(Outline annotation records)
>> Begin

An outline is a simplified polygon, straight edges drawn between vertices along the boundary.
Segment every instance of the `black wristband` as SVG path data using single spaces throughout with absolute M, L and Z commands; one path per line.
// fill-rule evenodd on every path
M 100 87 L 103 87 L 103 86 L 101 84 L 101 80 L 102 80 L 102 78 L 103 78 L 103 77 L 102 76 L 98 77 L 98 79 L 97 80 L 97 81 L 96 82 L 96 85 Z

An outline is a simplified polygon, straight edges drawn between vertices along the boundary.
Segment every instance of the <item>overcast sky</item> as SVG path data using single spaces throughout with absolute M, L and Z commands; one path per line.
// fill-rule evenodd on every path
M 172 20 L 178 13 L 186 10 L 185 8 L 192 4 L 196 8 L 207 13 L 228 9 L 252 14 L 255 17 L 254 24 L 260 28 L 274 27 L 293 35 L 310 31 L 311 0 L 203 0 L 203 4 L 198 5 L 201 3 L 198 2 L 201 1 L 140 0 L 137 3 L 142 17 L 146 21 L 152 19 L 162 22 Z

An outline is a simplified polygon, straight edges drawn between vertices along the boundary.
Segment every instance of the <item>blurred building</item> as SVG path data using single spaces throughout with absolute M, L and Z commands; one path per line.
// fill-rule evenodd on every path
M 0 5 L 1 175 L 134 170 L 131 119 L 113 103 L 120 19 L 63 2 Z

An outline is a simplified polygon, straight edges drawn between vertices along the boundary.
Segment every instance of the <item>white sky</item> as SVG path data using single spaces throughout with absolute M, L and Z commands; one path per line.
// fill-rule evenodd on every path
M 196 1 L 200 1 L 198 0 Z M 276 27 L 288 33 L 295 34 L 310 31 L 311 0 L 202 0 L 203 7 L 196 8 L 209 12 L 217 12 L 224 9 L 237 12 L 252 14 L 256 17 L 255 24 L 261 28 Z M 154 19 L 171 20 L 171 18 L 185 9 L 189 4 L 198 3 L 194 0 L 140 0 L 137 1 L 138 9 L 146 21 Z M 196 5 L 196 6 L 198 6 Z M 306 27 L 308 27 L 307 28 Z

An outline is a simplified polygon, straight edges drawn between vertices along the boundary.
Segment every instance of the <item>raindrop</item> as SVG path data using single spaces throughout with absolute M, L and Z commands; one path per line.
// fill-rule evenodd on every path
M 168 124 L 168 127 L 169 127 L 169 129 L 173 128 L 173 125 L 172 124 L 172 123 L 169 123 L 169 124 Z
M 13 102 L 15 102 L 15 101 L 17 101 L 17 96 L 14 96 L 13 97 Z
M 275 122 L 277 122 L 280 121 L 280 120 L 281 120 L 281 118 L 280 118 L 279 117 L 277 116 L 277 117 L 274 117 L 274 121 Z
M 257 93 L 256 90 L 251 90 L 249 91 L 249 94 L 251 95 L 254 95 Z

>> End

→ Exercise prompt
Copy the records above exactly.

→ Exercise result
An outline is a simplified polygon, straight edges drawn between vertices along the boundary.
Segment every instance of the `black wristband` as SVG path data using single spaces throughout with absolute M, L and Z commands; one path per line.
// fill-rule evenodd on every path
M 100 87 L 103 87 L 103 86 L 101 84 L 101 80 L 102 80 L 102 78 L 103 78 L 103 77 L 102 76 L 98 77 L 98 79 L 97 80 L 97 81 L 96 82 L 96 85 Z

An outline is a simplified polygon, straight edges drawn between vertices along the boundary.
Segment every instance of the <item>overcast sky</item> as SVG path data using single spaces throughout with absolute M, L and Z commands; one path per line.
// fill-rule evenodd on every path
M 172 20 L 178 13 L 186 10 L 185 8 L 192 4 L 196 8 L 207 13 L 228 9 L 252 14 L 255 17 L 254 24 L 260 28 L 274 27 L 293 35 L 310 31 L 311 0 L 203 0 L 203 4 L 198 5 L 201 3 L 198 2 L 201 1 L 140 0 L 137 3 L 142 17 L 146 21 L 152 19 L 162 22 Z

An outline is a simplified polygon, straight edges drawn between vertices along the boundary.
Segment every instance of the <item>blurred building</item> as SVG path data using single spaces throughout with absolute M, L and Z commands; one path per line.
// fill-rule evenodd on every path
M 0 5 L 1 175 L 134 170 L 131 119 L 113 103 L 120 19 L 63 2 Z

An outline is a simplified polygon, straight edges drawn between vertices along the boundary.
Segment every instance of the <item>white sky</item> as SVG path data using single spaces throughout with absolute M, L and Z commands; one path per line.
// fill-rule evenodd on every path
M 196 1 L 200 1 L 198 0 Z M 276 27 L 288 33 L 295 34 L 310 31 L 311 0 L 202 0 L 203 7 L 196 8 L 209 12 L 217 12 L 224 9 L 237 12 L 252 14 L 256 17 L 255 24 L 261 28 Z M 154 19 L 171 20 L 171 18 L 185 9 L 189 4 L 198 3 L 194 0 L 140 0 L 137 1 L 138 9 L 146 21 Z M 196 5 L 196 6 L 198 6 Z M 306 27 L 308 27 L 307 28 Z

An outline is a simplified polygon, straight edges drawn between vertices along the boundary.
Segment every instance of the <item>raindrop</item> as SVG path data using single spaces throughout with absolute M, L and Z commands; one path per line.
// fill-rule evenodd on every path
M 168 124 L 168 127 L 169 127 L 169 129 L 173 128 L 173 125 L 172 124 L 172 123 L 169 123 L 169 124 Z
M 13 102 L 15 102 L 15 101 L 17 101 L 17 96 L 14 96 L 13 97 Z
M 275 122 L 277 122 L 280 121 L 280 120 L 281 120 L 281 118 L 280 118 L 279 117 L 277 116 L 277 117 L 274 117 L 274 121 Z
M 257 93 L 256 90 L 251 90 L 249 91 L 249 94 L 251 95 L 254 95 Z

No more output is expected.